» Short task
Write out every line of the listing below again, requests included, and add 118 to each coordinate in the answers.

[Dataset rows]
·····
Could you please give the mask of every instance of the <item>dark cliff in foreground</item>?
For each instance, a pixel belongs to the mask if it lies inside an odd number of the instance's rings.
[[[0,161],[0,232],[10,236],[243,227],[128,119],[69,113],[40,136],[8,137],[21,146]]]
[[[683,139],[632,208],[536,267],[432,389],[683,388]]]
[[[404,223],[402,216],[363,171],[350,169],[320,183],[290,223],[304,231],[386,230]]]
·····
» The completed task
Could you please give the mask of every instance of the <item>dark cliff in foreground</item>?
For each instance, a pixel belongs to the mask if it lies inside an odd number of the instance's rings.
[[[118,279],[118,350],[128,354],[361,345],[246,237],[187,231],[158,254],[126,255],[139,264]]]
[[[801,257],[750,326],[654,385],[550,507],[801,506]]]
[[[522,341],[520,334],[481,289],[468,287],[438,301],[408,341],[422,349],[504,348]]]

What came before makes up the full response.